L’invecchiamento “attivo” inizia da giovani: i dati di un’indagine Ocse

Disuguaglianze sociali in aumento, vita lavorativa che inizia sempre più tardi, mancanza di investimenti nell’invecchiamento attivo e nella salute in terza età, soprattutto in termini di prevenzione e long term care. Sono alcune delle tematiche affrontate nel volume “Prevenire l’invecchiamento in modo uniforme”, pubblicato di recente dall’Ocse – Organizzazione per la cooperazione e lo sviluppo economico.
Il rapporto stilato dall’organismo internazionale di studi economici lancia l’allarme sulle nuove forme di disagio sociale che rischiano di colpire le generazioni che nel 2050 avranno più di 65 anni. E che non saranno poche, stando alle previsioni dell’organismo europeo: nel 2050 ci saranno 74 persone over65 su 100 – percentuale sensibilmente più alta rispetto al 38% di oggi- rendendo l’Italia il terzo Paese più vecchio nell’area Ocse, dopo il Giappone e la Spagna.
::::::::
◆ **Obiettivo del compito**
Prosegui il testo sull'invecchiamento attivo e sul rapporto dell'Ocse dal punto in cui si interrompe. Le voci sono materiale separato e non fanno parte del testo.

◆ **Voci elencate**
::::::::
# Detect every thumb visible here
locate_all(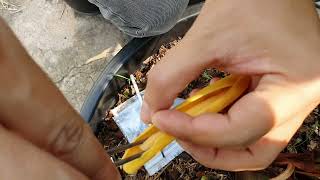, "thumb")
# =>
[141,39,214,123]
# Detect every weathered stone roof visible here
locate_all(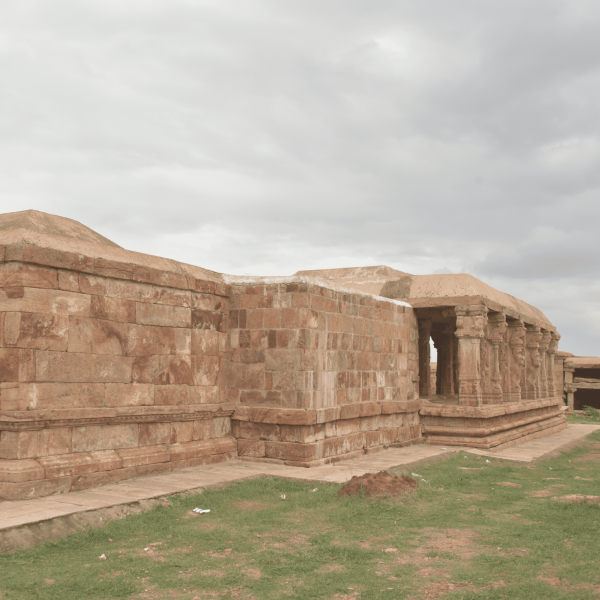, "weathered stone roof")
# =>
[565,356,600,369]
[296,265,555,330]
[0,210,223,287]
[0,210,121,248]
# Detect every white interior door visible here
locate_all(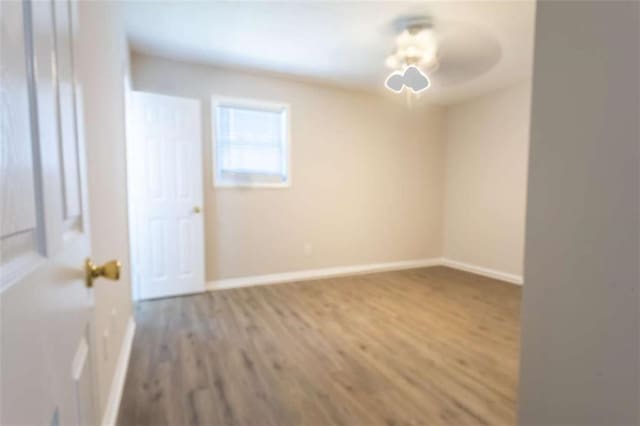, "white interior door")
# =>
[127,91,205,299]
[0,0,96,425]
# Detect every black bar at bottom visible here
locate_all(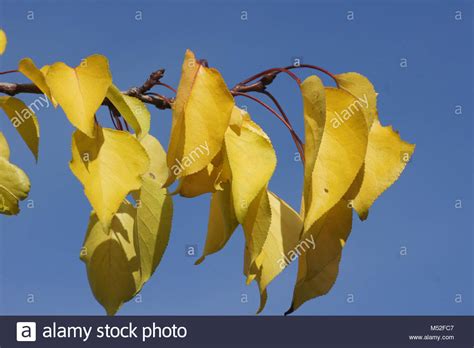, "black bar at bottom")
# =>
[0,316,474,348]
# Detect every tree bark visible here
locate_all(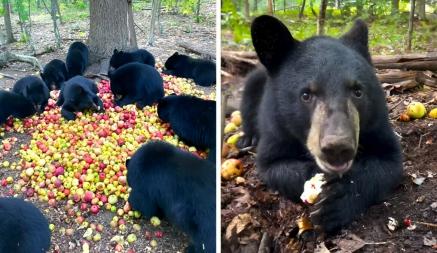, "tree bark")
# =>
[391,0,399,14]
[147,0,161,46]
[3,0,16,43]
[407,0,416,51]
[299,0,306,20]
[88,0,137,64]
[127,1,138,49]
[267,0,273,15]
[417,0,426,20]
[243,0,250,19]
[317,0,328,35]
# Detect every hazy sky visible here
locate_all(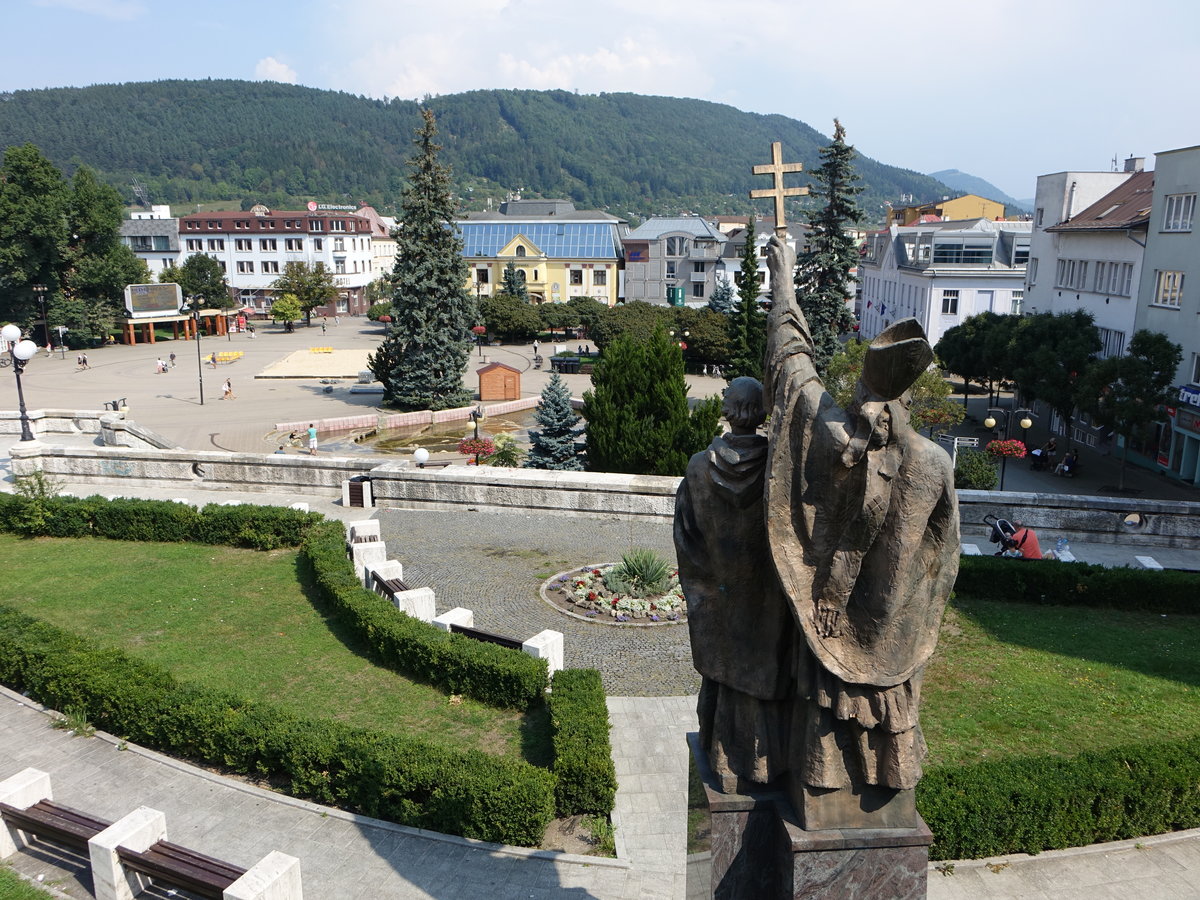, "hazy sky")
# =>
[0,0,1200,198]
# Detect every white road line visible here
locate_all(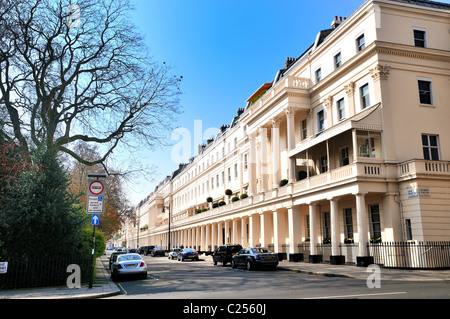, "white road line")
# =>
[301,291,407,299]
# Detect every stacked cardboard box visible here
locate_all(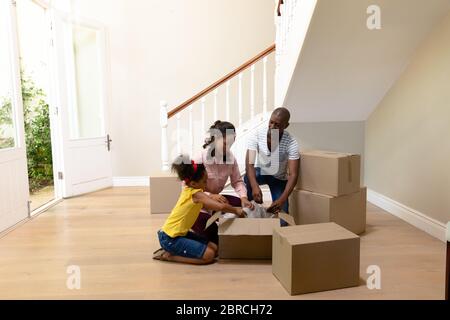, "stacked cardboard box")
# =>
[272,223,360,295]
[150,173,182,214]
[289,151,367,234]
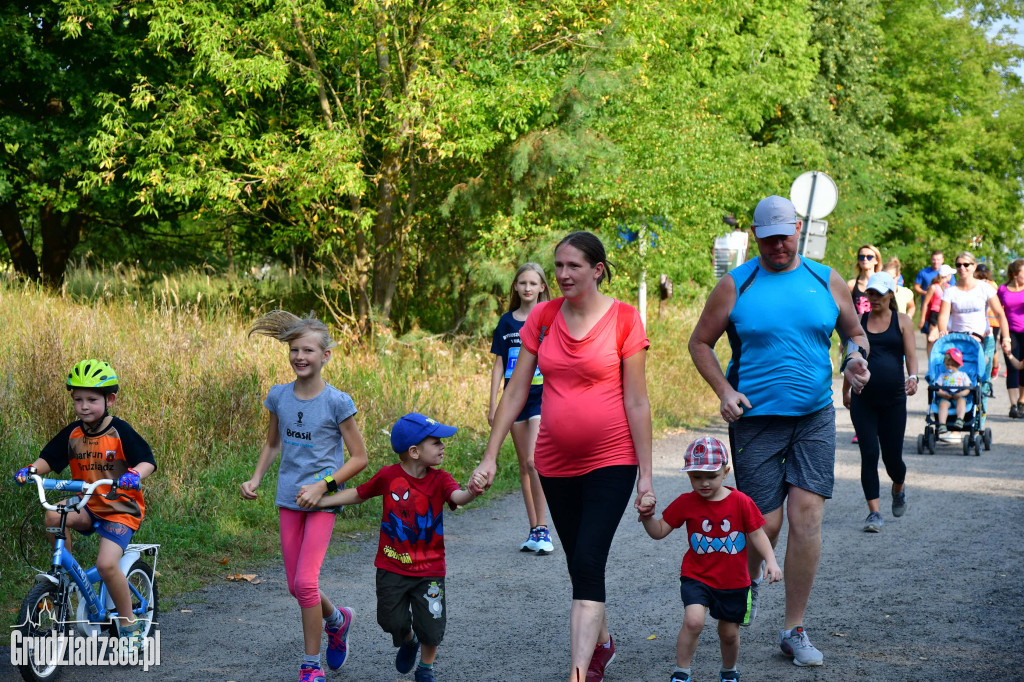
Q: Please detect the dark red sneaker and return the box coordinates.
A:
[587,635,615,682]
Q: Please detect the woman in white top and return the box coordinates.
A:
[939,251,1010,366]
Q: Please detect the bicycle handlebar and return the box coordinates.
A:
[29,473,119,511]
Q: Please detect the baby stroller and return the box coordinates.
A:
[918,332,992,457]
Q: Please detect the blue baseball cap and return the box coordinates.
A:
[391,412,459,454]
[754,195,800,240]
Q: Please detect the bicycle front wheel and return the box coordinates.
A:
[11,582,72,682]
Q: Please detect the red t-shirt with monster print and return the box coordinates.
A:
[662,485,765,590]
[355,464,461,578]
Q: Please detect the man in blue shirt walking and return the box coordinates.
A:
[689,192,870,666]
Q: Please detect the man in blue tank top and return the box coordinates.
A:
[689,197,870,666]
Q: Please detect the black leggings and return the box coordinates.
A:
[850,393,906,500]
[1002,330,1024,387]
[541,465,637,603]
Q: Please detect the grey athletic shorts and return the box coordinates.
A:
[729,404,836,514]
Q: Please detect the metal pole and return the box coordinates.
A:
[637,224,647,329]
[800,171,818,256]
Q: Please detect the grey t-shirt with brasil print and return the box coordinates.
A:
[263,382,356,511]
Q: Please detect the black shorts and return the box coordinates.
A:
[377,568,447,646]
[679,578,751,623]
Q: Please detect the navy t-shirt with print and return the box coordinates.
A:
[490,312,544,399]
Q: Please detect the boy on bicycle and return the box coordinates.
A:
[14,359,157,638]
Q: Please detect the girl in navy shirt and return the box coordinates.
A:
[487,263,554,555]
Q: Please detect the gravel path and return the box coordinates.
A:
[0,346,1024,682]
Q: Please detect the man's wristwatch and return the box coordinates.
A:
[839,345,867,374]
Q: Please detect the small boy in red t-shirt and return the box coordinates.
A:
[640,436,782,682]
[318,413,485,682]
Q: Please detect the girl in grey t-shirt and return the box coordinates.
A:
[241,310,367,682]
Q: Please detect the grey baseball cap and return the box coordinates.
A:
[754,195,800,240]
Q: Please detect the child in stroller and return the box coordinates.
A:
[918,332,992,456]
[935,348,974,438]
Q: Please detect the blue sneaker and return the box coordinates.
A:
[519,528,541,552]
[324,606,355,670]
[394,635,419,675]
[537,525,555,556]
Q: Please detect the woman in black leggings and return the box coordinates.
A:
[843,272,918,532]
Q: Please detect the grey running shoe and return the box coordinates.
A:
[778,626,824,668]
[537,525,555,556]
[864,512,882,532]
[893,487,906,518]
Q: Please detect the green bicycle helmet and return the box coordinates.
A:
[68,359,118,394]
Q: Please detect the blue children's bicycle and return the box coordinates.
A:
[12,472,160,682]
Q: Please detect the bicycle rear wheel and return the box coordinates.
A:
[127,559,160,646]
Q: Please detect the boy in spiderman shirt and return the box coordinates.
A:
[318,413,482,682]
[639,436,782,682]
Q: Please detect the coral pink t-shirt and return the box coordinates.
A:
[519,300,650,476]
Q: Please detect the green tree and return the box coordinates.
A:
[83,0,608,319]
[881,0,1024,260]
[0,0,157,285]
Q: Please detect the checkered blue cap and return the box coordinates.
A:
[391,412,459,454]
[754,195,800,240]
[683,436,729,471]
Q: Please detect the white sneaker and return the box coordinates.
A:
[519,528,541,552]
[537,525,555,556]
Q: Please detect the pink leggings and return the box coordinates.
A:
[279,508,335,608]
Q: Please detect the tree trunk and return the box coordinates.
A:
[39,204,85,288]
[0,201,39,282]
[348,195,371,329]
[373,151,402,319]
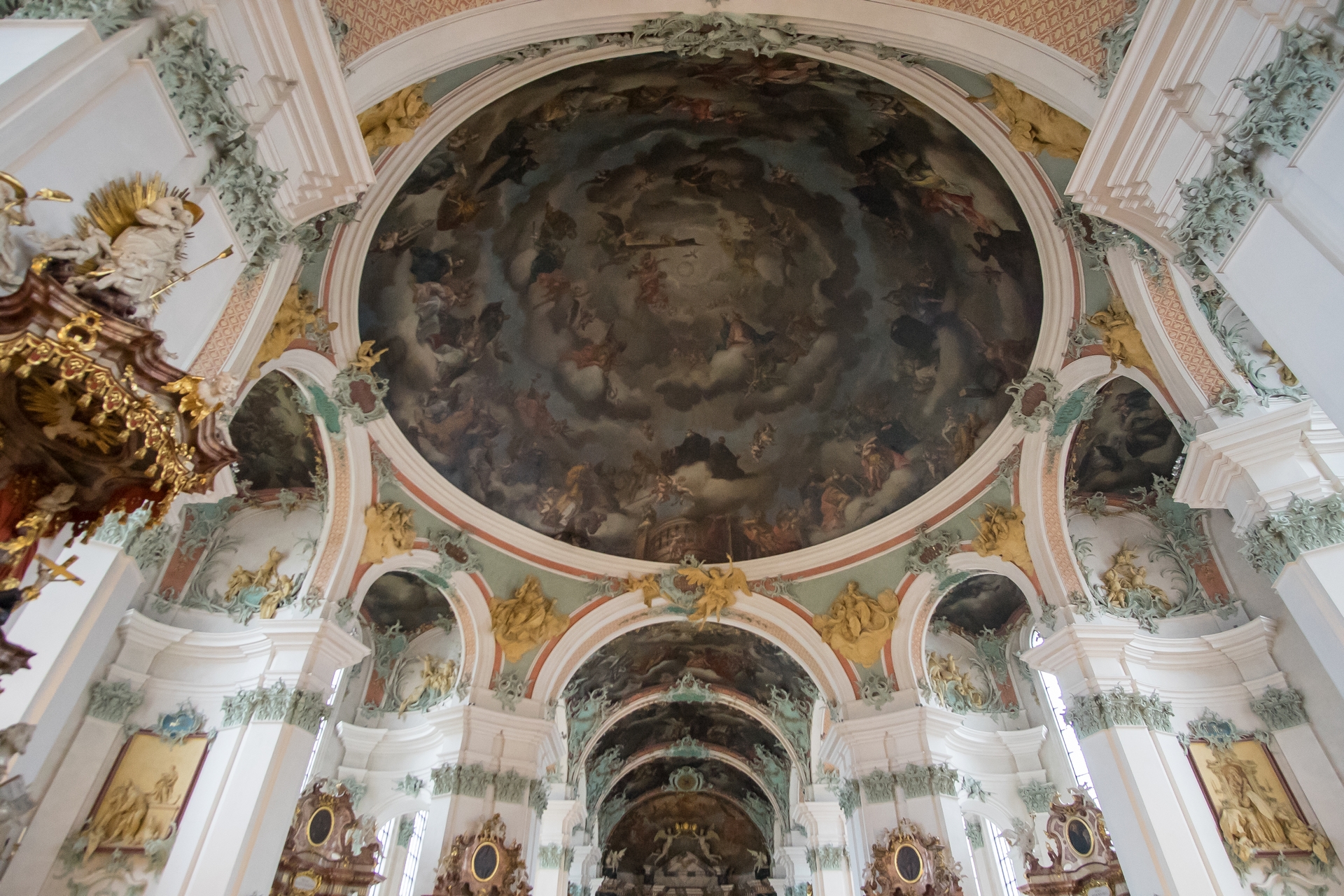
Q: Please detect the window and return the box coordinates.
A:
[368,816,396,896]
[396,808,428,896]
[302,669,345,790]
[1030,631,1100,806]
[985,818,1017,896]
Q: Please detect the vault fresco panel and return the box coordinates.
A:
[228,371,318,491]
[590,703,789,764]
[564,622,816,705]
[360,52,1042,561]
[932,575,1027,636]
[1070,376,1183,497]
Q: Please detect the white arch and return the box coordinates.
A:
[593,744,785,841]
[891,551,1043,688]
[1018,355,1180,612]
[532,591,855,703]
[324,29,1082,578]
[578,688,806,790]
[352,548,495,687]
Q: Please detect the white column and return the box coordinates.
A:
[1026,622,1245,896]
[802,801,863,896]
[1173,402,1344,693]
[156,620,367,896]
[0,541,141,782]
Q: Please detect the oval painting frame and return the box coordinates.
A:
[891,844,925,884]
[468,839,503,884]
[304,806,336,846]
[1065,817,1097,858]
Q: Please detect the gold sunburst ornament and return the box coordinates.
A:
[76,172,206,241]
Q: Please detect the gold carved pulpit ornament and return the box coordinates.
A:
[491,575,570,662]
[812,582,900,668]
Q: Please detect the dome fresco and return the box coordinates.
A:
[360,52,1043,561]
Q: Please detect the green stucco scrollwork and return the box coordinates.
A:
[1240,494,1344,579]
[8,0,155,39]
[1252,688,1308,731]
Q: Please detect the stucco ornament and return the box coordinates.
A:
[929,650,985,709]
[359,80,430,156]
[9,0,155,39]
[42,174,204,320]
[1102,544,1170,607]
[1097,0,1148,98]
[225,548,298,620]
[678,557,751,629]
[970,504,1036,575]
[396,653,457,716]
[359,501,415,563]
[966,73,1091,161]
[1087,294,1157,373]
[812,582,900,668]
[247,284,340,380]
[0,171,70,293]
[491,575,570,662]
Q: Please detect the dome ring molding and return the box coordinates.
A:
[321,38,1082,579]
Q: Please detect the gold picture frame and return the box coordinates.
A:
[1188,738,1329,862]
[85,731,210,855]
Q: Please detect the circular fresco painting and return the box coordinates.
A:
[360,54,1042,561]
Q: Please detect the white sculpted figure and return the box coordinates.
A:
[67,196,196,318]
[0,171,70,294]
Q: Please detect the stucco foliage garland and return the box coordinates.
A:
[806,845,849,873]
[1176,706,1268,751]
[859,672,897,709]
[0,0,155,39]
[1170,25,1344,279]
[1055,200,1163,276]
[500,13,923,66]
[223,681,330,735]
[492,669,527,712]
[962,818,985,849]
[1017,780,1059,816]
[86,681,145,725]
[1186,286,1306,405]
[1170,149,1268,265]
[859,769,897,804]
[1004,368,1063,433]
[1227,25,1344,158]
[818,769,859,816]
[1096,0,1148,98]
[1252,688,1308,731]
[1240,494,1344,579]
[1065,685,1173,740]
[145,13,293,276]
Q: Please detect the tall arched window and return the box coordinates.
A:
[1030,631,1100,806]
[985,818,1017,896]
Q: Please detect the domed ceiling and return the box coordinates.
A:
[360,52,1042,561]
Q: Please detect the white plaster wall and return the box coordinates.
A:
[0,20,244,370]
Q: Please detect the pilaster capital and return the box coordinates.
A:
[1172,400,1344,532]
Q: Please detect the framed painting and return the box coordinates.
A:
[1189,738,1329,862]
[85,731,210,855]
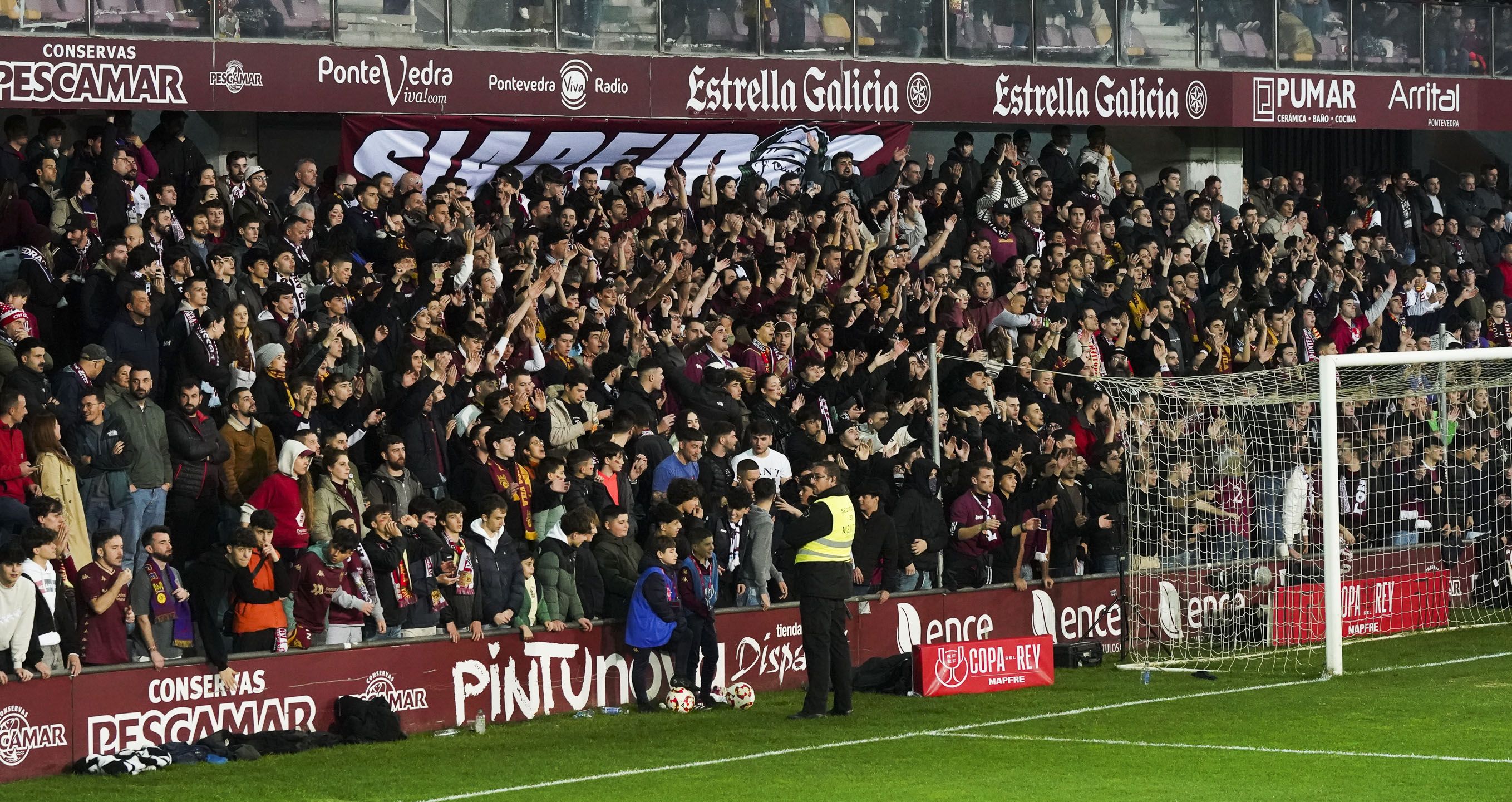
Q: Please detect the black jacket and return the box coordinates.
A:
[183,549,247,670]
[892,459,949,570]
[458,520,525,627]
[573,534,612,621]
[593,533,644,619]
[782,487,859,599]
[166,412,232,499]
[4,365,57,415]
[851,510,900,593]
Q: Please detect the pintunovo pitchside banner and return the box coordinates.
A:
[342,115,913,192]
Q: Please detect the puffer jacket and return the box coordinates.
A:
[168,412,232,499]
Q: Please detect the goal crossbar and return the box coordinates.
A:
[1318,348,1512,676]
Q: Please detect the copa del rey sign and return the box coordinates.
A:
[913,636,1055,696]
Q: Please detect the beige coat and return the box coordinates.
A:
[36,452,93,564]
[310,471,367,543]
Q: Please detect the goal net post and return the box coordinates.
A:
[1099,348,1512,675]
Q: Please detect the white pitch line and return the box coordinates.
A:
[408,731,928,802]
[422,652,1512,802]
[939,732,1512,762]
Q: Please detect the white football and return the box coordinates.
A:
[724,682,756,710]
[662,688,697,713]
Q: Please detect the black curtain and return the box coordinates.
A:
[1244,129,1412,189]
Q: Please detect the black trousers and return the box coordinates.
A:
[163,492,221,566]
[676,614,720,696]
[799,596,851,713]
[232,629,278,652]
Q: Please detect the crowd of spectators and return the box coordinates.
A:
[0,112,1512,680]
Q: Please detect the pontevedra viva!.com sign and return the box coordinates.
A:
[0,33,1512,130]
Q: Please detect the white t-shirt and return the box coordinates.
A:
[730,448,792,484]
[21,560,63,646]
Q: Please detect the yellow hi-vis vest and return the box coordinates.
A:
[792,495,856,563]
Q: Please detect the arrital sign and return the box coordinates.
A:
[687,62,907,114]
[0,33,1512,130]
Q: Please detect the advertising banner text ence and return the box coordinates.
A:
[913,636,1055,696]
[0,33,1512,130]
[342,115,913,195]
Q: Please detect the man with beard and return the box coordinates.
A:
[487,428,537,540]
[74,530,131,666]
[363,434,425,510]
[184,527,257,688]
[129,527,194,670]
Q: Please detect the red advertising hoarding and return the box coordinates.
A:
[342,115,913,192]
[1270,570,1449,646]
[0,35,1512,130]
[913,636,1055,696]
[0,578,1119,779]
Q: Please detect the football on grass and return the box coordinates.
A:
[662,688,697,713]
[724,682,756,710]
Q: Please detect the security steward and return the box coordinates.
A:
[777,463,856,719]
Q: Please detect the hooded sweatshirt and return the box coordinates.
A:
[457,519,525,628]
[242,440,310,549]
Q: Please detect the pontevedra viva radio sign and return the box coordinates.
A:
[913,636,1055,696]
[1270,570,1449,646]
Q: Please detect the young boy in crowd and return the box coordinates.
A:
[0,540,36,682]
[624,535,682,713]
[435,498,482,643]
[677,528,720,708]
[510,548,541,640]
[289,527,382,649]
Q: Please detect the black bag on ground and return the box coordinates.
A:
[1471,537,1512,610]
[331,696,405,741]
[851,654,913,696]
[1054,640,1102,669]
::::::::
◆ **Risposta scritta**
I problemi dei futuri anziani
Nel volume, i dati sull’invecchiamento vengono letti e interpretati alla luce delle disuguaglianze che si sviluppano nel corso della vita e si concretizzano drammaticamente all’affacciarsi della terza età. I “futuri” anziani – soprattutto quelli con redditi da pensione più bassi a causa dell’ingresso tardivo nel mondo del lavoro o di bassi livelli di istruzione – vivranno più a lungo, ma in condizioni di disagio e senza un’adeguata rete di welfare e assistenza.
In realtà, non bisogna attendere il limite temporale del 2050 preso in esame dall’Ocse per vedere che già oggi tanti anziani non hanno una buona qualità di vita.
E il nostro Paese, purtroppo, ne è un esempio. In Italia, secondo le ultime rilevazioni Istat, si contano 3,5 milioni di anziani over65 (il 10% della popolazione di ultrasessantacinquenni) che vivono in una condizione di “non autosufficienza quotidiana”: senza l’aiuto di una persona o l’ausilio di strumenti o, in casi estremi, di modifiche dell’abitazione, hanno difficoltà a svolgere semplici attività di cura, come vestirsi, mangiare da soli, sdraiarsi e alzarsi dal letto o da una poltrona, fare la doccia, salire una rampa di scale, svolgere lavori domestici leggeri.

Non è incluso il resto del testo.